Work request
Switch "rough mask" to "coarse mask" in the lines from the start of the records up to and including the line with "positive clicks: (40, 250)", and give back only those lines with everything else unchanged. Leave the pictures out of your answer.
=== Dataset entries ===
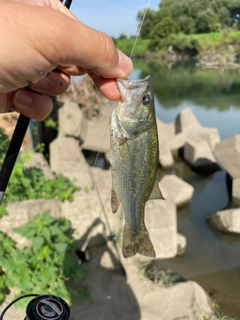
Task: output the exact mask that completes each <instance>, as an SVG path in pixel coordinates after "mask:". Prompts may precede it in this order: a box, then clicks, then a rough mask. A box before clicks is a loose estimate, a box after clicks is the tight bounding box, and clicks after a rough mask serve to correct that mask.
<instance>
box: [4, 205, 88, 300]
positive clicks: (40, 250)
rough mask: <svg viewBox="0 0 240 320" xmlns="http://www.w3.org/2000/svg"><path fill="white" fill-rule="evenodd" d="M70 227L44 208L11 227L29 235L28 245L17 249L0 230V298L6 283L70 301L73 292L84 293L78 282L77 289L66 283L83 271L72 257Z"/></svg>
mask: <svg viewBox="0 0 240 320" xmlns="http://www.w3.org/2000/svg"><path fill="white" fill-rule="evenodd" d="M70 229H71V225H70V222H69V221H68V220H66V219H63V218H53V217H51V215H50V212H49V211H47V212H45V213H44V214H38V215H36V216H35V217H34V218H33V220H32V221H30V222H28V223H27V224H25V225H24V226H22V227H19V228H15V229H13V231H14V232H17V233H19V234H20V235H22V236H24V237H26V238H28V239H31V240H32V246H31V247H25V248H24V249H22V250H20V249H19V248H17V247H16V244H15V243H14V242H13V241H12V240H11V239H10V238H8V237H7V236H6V235H4V234H2V233H0V248H1V249H0V292H1V295H0V299H3V298H4V293H3V292H4V291H3V289H6V288H7V287H9V288H13V287H17V288H18V290H19V295H23V294H28V293H39V294H48V293H49V294H55V295H57V296H61V297H62V298H63V299H66V300H67V301H68V302H70V303H71V302H72V300H73V299H74V298H75V297H77V296H81V297H84V296H86V289H85V288H81V287H80V289H79V284H78V289H75V288H74V287H68V284H69V282H70V280H71V279H74V281H75V282H79V281H80V280H81V279H82V278H83V276H84V275H85V271H84V270H83V268H82V267H81V261H80V260H78V261H76V260H75V259H74V258H73V253H74V252H75V246H74V243H73V240H71V239H70V238H69V235H70ZM23 303H24V305H25V303H26V302H23Z"/></svg>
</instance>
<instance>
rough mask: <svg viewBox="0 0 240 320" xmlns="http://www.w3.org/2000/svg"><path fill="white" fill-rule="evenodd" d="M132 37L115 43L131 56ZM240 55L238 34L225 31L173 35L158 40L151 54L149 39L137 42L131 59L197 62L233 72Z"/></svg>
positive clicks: (125, 52) (205, 64)
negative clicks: (128, 38)
mask: <svg viewBox="0 0 240 320" xmlns="http://www.w3.org/2000/svg"><path fill="white" fill-rule="evenodd" d="M135 39H136V38H135V37H131V38H129V39H127V38H124V39H119V40H115V41H116V45H117V47H118V48H119V49H120V50H122V51H123V52H124V53H125V54H127V55H130V54H131V52H132V48H133V46H134V42H135ZM239 54H240V31H231V30H225V31H222V32H215V33H207V34H191V35H185V34H173V35H170V36H169V37H168V38H166V39H163V40H161V42H160V45H159V49H158V50H155V51H153V50H151V40H150V39H140V38H139V39H138V41H137V45H136V47H135V49H134V52H133V58H145V59H147V60H157V59H161V60H166V61H179V60H189V59H193V58H194V59H196V61H197V65H198V66H203V67H208V68H210V67H219V66H229V67H231V68H236V67H238V65H237V64H236V63H237V62H238V61H239Z"/></svg>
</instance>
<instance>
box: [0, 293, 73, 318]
mask: <svg viewBox="0 0 240 320" xmlns="http://www.w3.org/2000/svg"><path fill="white" fill-rule="evenodd" d="M29 297H35V298H34V299H32V300H31V301H30V302H29V304H28V305H27V308H26V317H25V318H24V319H23V320H69V317H70V308H69V306H68V304H67V303H66V302H65V301H64V300H63V299H61V298H59V297H57V296H54V295H50V294H44V295H40V294H34V293H33V294H25V295H24V296H21V297H19V298H17V299H15V300H13V301H12V302H11V303H10V304H9V305H8V306H7V307H6V308H5V309H4V310H3V312H2V313H1V315H0V320H3V316H4V315H5V313H6V312H7V310H8V309H9V308H10V307H11V306H12V305H14V304H15V303H16V302H18V301H19V300H22V299H24V298H29Z"/></svg>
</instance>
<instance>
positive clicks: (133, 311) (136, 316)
mask: <svg viewBox="0 0 240 320" xmlns="http://www.w3.org/2000/svg"><path fill="white" fill-rule="evenodd" d="M99 223H102V222H101V220H100V219H97V220H95V221H94V222H93V224H92V225H91V226H90V227H89V228H88V230H87V231H86V233H85V234H84V235H83V236H82V237H81V238H80V239H79V240H77V241H76V242H75V244H76V247H77V248H81V245H82V244H83V243H84V242H85V241H86V239H88V237H89V234H91V232H92V230H93V229H94V228H95V227H96V226H97V225H98V224H99ZM87 251H88V259H89V260H88V261H86V262H83V267H84V269H86V270H87V274H86V277H85V278H84V280H83V281H82V282H81V284H79V286H86V287H87V288H88V292H89V297H88V298H85V299H78V300H75V301H74V303H73V305H72V306H71V319H74V320H80V319H84V320H106V319H111V320H123V319H124V320H139V319H141V314H140V308H139V305H138V302H137V300H136V298H135V296H134V293H133V291H132V289H131V287H130V286H129V285H128V283H127V276H126V274H125V272H124V269H123V266H122V264H121V262H120V261H119V259H118V255H117V252H116V251H115V249H114V246H113V245H112V244H111V243H109V242H106V241H105V239H104V238H103V236H102V235H101V234H95V235H94V236H93V237H91V238H90V239H89V242H88V248H87ZM77 253H78V255H81V253H82V252H81V251H77ZM67 258H68V257H67V256H66V259H67Z"/></svg>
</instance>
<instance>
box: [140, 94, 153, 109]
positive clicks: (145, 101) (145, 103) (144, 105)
mask: <svg viewBox="0 0 240 320" xmlns="http://www.w3.org/2000/svg"><path fill="white" fill-rule="evenodd" d="M141 102H142V104H143V105H144V106H148V105H149V104H150V103H151V97H150V95H149V94H143V95H142V96H141Z"/></svg>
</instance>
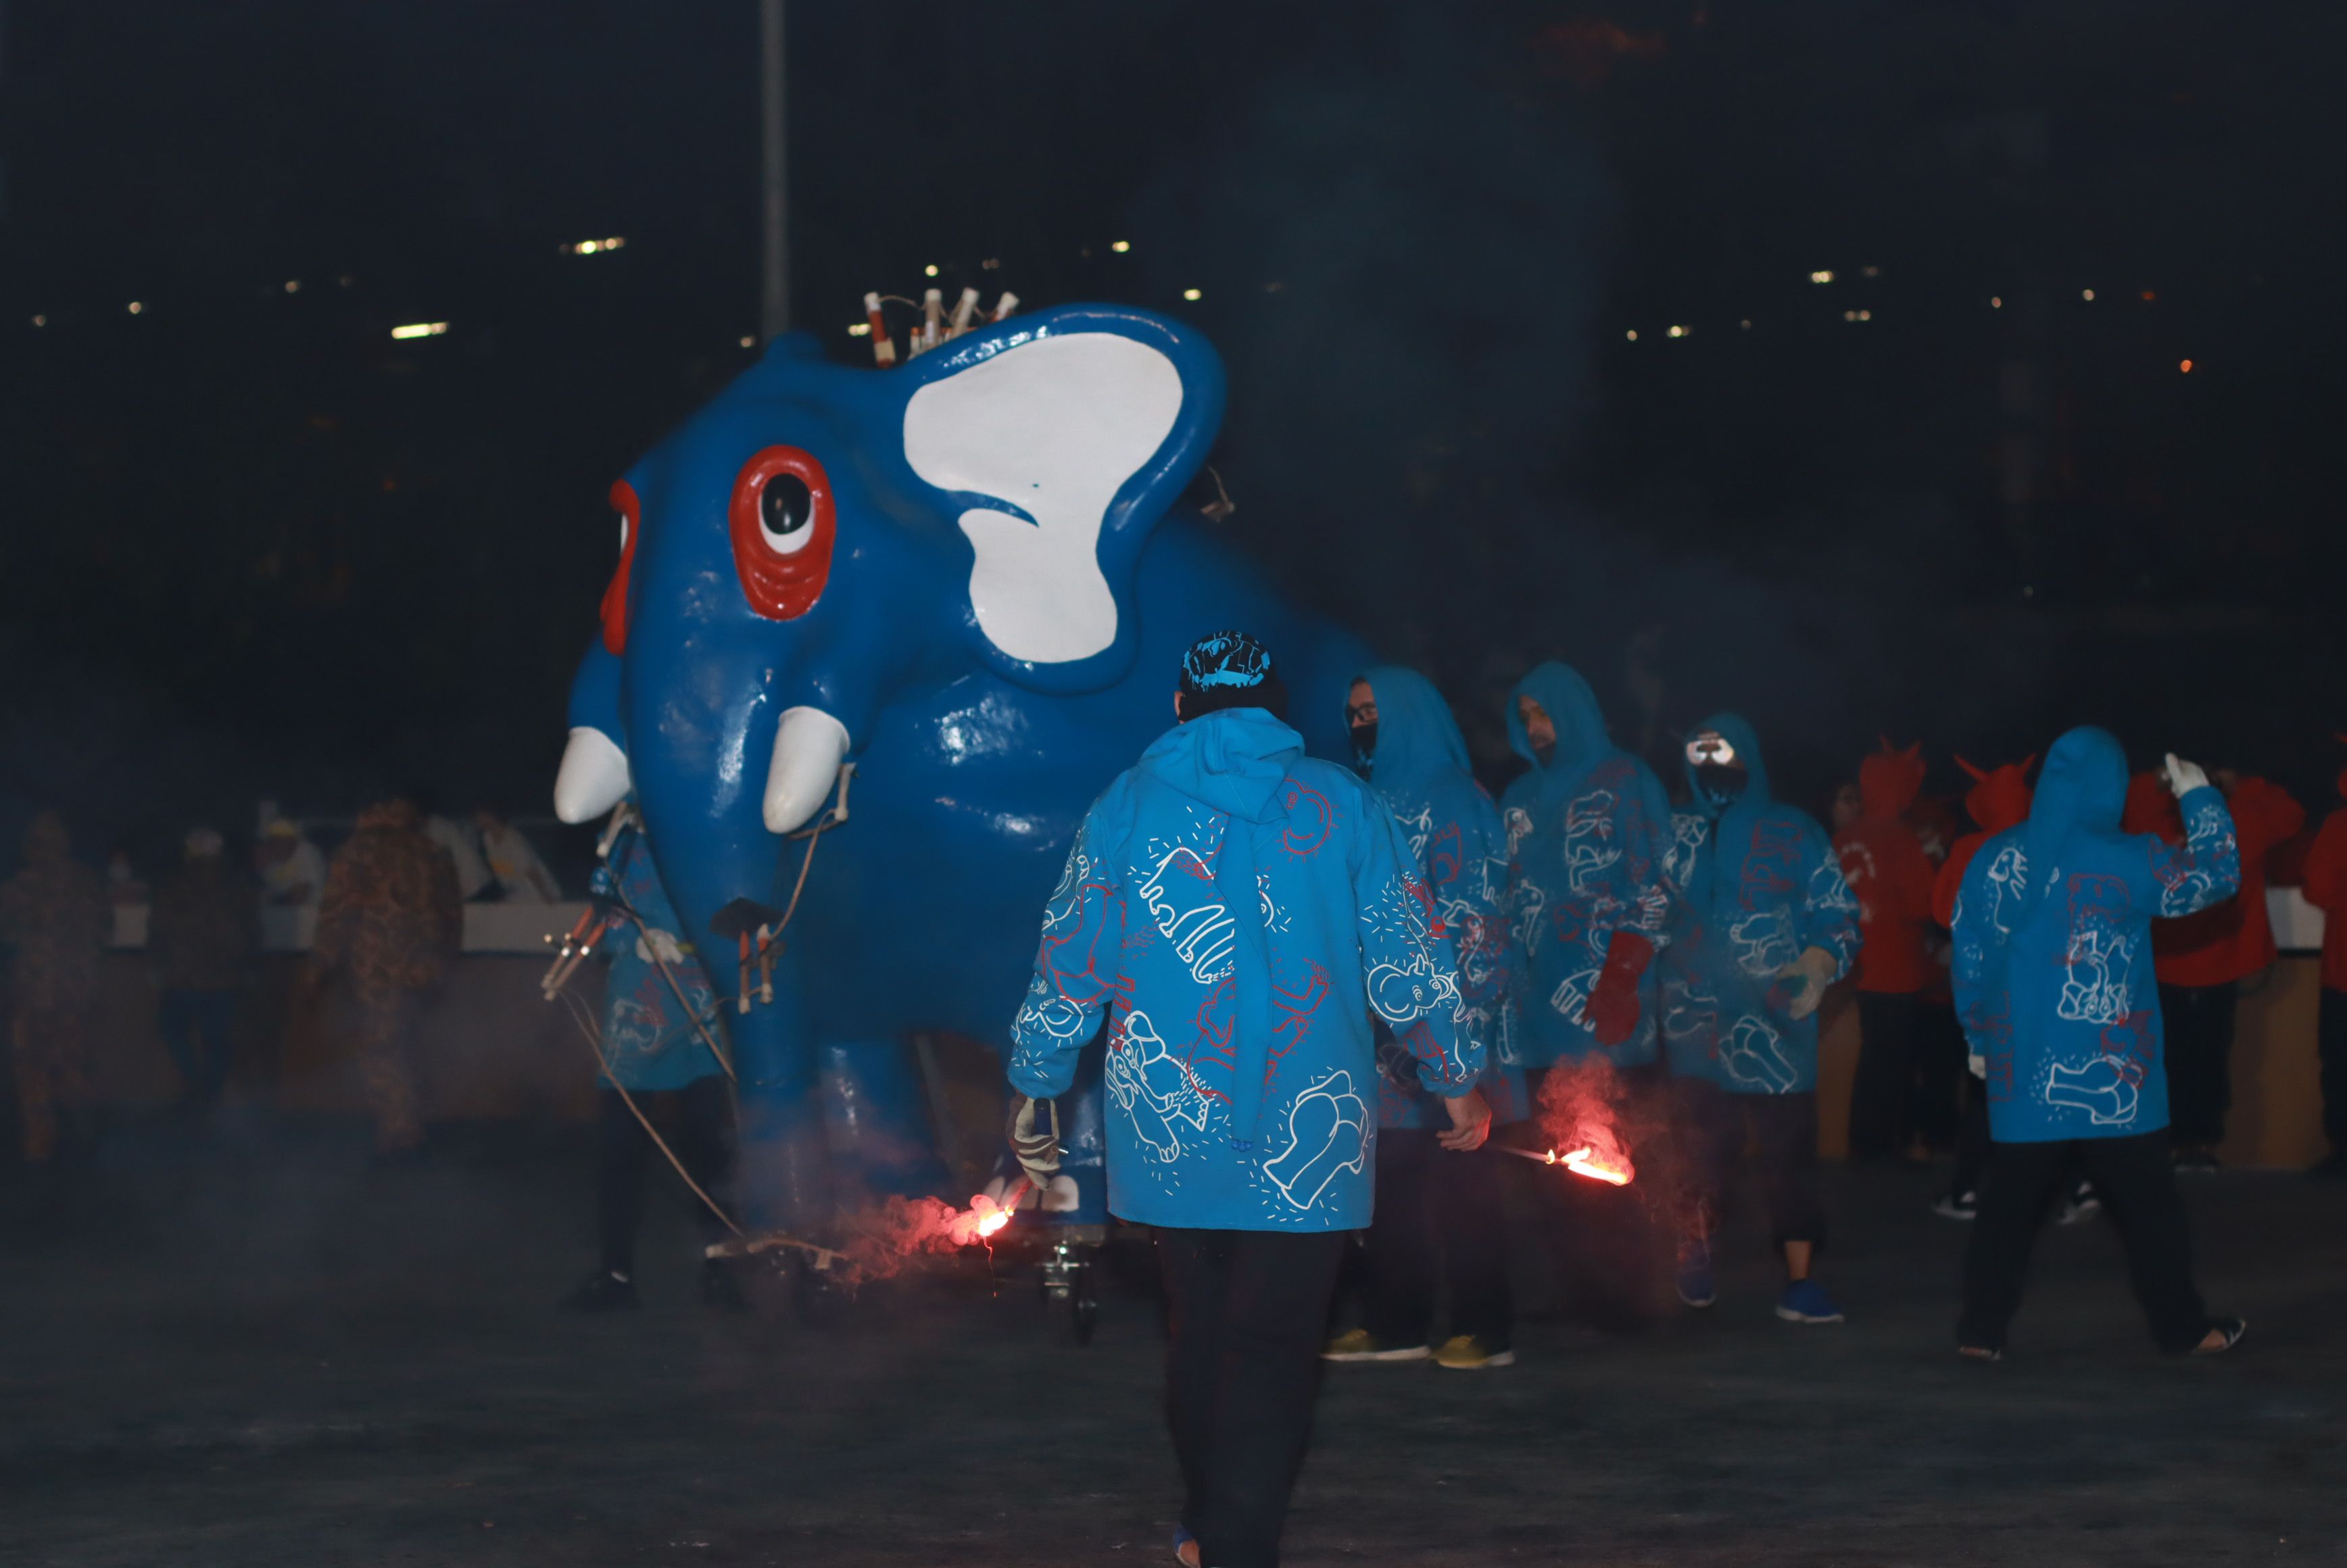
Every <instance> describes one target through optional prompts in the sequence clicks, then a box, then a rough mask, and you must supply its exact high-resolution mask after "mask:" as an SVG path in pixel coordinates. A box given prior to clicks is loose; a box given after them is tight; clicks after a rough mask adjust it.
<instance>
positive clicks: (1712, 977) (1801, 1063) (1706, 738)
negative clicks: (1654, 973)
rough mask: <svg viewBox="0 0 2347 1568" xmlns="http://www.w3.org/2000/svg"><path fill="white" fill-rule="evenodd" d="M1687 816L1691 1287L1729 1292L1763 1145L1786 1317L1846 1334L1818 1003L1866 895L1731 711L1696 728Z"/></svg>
mask: <svg viewBox="0 0 2347 1568" xmlns="http://www.w3.org/2000/svg"><path fill="white" fill-rule="evenodd" d="M1685 768H1687V800H1690V810H1685V812H1680V815H1678V817H1676V819H1673V845H1671V880H1673V883H1676V885H1678V887H1680V892H1683V899H1685V908H1683V915H1680V932H1678V937H1676V939H1673V944H1671V951H1669V958H1666V965H1669V979H1666V984H1664V1040H1666V1052H1669V1059H1671V1089H1673V1108H1676V1122H1678V1143H1680V1155H1683V1160H1685V1169H1687V1171H1690V1178H1687V1199H1690V1202H1687V1232H1685V1237H1683V1239H1680V1265H1678V1293H1680V1300H1685V1303H1687V1305H1690V1307H1709V1305H1711V1303H1713V1300H1716V1298H1718V1286H1716V1284H1713V1272H1711V1228H1713V1223H1716V1218H1718V1214H1720V1195H1723V1190H1725V1183H1727V1174H1730V1167H1732V1164H1734V1157H1737V1155H1739V1153H1741V1150H1744V1145H1746V1141H1756V1143H1758V1148H1760V1167H1758V1178H1760V1190H1763V1195H1765V1199H1767V1211H1770V1223H1772V1228H1774V1237H1777V1246H1779V1249H1781V1251H1784V1268H1786V1286H1784V1293H1781V1296H1779V1298H1777V1317H1781V1319H1786V1322H1795V1324H1838V1322H1842V1312H1840V1307H1835V1305H1833V1298H1828V1296H1826V1289H1824V1286H1821V1284H1817V1279H1812V1277H1810V1263H1812V1258H1814V1253H1817V1249H1819V1246H1824V1242H1826V1209H1824V1204H1821V1202H1819V1192H1817V1007H1819V1002H1824V1000H1826V986H1831V984H1833V981H1835V979H1840V976H1842V972H1845V969H1849V960H1852V958H1854V955H1856V951H1859V901H1856V899H1854V897H1852V894H1849V883H1845V880H1842V861H1840V857H1838V854H1835V852H1833V838H1831V836H1828V833H1826V829H1824V826H1819V824H1817V819H1814V817H1810V815H1807V812H1802V810H1798V807H1793V805H1786V803H1784V800H1777V798H1774V796H1770V789H1767V763H1765V761H1763V758H1760V737H1758V735H1753V728H1751V725H1749V723H1744V721H1741V718H1737V716H1734V714H1713V716H1711V718H1706V721H1704V723H1699V725H1695V730H1692V732H1690V735H1687V749H1685Z"/></svg>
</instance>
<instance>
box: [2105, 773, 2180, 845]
===
Written answer
Task: output the exact mask that completes each <instance>, as an SVG path in pixel coordinates after "mask:". Prompts may precede it in this order: a box, then clicks, then a coarse mask. A box before clicks is a loose estimate, a box after clicks is the tight bounding box, and clicks after a coarse mask serve to correct that mask.
<instance>
box: [4, 205, 88, 300]
positive clicks: (40, 250)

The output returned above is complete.